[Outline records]
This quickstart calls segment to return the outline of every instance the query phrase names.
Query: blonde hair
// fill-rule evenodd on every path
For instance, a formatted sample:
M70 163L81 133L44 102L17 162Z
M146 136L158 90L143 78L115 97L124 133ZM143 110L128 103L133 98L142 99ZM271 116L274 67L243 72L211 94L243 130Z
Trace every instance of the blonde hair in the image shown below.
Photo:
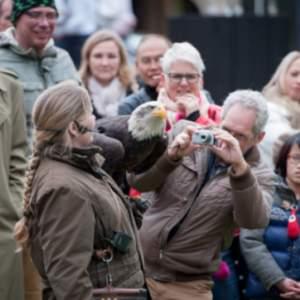
M162 69L168 74L171 65L177 60L186 61L198 71L199 75L203 75L205 65L200 52L189 42L174 43L161 58Z
M83 84L88 86L88 79L91 77L91 70L89 66L89 58L92 50L99 43L113 41L118 49L120 54L120 68L118 71L118 77L123 84L123 86L131 89L136 88L135 81L133 79L132 72L130 70L128 59L127 59L127 51L125 49L124 43L121 38L111 30L99 30L92 34L84 43L82 51L81 51L81 63L79 68L79 74Z
M300 58L299 51L292 51L288 53L280 62L279 66L277 67L275 73L271 77L270 81L265 85L263 88L264 94L273 94L274 96L286 96L284 79L287 75L287 72L291 65L294 63L295 60ZM270 99L272 101L272 97ZM293 99L290 99L293 100Z
M65 144L68 125L91 109L88 92L73 81L50 87L35 102L33 151L26 173L24 216L15 226L15 239L20 245L30 237L32 183L43 152L51 145Z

### Task directions
Put each line of the rows above into a numbered list, dropping any blank lines. Omit the pictures from the list.

### Complete output
1. This quickstart calls segment to return the outline of every instance the query phrase names.
2. Query: blonde hair
3. // fill-rule evenodd on every path
4. For instance, a formatted sample:
5. M70 163L81 133L44 102L17 162Z
6. M146 136L158 90L143 78L115 97L124 133ZM143 110L128 103L133 98L142 99ZM271 116L274 67L243 72L211 94L243 130Z
7. Trace every instance of the blonde hair in the image shown below.
8. Photo:
9. M162 69L168 74L171 65L177 60L186 61L198 71L199 75L203 75L205 65L200 52L189 42L174 43L161 58Z
10. M83 84L88 86L88 79L91 77L91 70L89 66L89 58L92 50L99 43L113 41L118 49L120 54L120 68L118 71L118 77L123 84L123 86L131 89L136 88L135 81L133 79L132 72L130 70L128 59L127 59L127 51L125 49L124 43L121 38L111 30L99 30L92 34L84 43L82 51L81 51L81 63L79 68L79 74Z
11. M300 58L299 51L292 51L288 53L280 62L279 66L277 67L275 73L271 77L270 81L265 85L263 88L264 94L273 94L274 96L286 96L284 79L287 75L287 72L291 65L294 63L295 60ZM270 99L272 101L272 97ZM293 99L290 99L293 100Z
12. M65 144L68 125L91 109L88 92L73 81L50 87L35 102L33 151L26 173L24 216L15 226L15 239L20 245L30 237L32 183L43 152L51 145Z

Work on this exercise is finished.